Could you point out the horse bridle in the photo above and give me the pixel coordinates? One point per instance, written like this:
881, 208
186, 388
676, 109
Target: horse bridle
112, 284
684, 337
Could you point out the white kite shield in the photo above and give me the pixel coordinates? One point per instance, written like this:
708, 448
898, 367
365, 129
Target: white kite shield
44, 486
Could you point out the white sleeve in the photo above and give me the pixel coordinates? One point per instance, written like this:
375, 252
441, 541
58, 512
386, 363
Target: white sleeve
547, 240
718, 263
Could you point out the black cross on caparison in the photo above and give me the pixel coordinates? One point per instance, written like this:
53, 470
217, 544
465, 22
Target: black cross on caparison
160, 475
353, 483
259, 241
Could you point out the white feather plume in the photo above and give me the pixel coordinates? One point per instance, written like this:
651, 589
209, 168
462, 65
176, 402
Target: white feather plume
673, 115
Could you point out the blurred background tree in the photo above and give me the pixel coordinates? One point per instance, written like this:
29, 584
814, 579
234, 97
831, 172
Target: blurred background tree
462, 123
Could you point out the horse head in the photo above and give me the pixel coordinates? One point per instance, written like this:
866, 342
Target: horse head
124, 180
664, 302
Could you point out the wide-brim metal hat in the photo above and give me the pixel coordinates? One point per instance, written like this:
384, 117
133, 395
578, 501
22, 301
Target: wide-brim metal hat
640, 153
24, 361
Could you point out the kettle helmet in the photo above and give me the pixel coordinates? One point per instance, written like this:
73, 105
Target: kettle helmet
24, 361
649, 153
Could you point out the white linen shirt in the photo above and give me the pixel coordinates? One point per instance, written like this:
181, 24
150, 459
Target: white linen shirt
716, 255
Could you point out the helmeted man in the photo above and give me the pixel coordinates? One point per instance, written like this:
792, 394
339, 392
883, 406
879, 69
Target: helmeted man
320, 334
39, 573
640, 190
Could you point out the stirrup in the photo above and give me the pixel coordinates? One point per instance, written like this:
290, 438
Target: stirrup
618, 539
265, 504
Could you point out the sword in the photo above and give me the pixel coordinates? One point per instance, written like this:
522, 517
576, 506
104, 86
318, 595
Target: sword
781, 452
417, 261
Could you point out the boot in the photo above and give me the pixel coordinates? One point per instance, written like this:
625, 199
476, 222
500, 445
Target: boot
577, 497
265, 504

----------------------------------------

## Work instruction
Write out every entry exactly as given.

## Task response
Could you point out the horse bridle in the photo above and give me the pixel coordinates? One point per instance, written like this:
881, 208
186, 388
676, 109
Target: horse bridle
112, 284
684, 337
Could you point out the white kite shield in the photo above and give me the pixel coordinates? One point per instance, written like this:
708, 448
898, 367
365, 129
Target: white kite shield
44, 486
Could you point out the white sleeve in the photo above and give me the pixel coordinates? One point per instance, written like this:
375, 252
441, 541
58, 512
386, 363
Target: white sleeve
547, 240
718, 263
Could you point out the black cross on caparison in the photo above and give me the pixel coordinates? One point per instance, written like this:
53, 470
217, 544
465, 22
Target: black cross on caparison
160, 475
353, 483
259, 241
Could you point out the white feather plume in the photo above and give me the pixel coordinates? One point per instance, written like this:
651, 589
209, 168
462, 65
176, 402
Target: white feather plume
673, 115
Could you point out the blurred background tree in the photo above and give me the pixel coordinates? One point per instance, written like this:
29, 584
814, 579
234, 97
831, 172
Target: blurred background tree
462, 123
Could you point out the horse head in the photo above and give me the pixel coordinates? One point per instance, written like this:
866, 342
Target: horse head
124, 180
664, 302
Could you point out the wide-brim metal hat in the photo above and give me the pixel coordinates? One point per instance, written like this:
384, 117
133, 395
578, 501
22, 301
Target: wide-brim metal hat
640, 153
24, 361
Could you point out the kettle helmet in the photo above and give me the pixel coordinates? One point per instance, written like this:
73, 105
Target: kettle helmet
24, 361
649, 153
Could you point out the white linen shirt in the photo above and give me the pixel coordinates? One point per instance, written like this:
181, 24
150, 459
Target: white linen shirt
716, 255
Could you point out the helmeted man in the photo above and give me the pixel coordinates? One point per instance, written like this:
792, 394
339, 392
883, 406
879, 69
Target: helmeted man
320, 334
39, 573
640, 190
Could you point out the stirrup in the photo above and give me the pixel coordinates? One point per instance, written like this:
290, 438
Target: stirrup
618, 539
265, 504
Could you point out the sword in the photo above and give me the pixel coordinates? One point per instance, written like this:
522, 517
576, 506
104, 86
318, 595
Target: sword
781, 452
417, 261
Could you point out the boot in the photo above and give me the pixel coordinates? One point per instance, written like this:
625, 199
476, 222
500, 445
Target: boot
577, 497
265, 504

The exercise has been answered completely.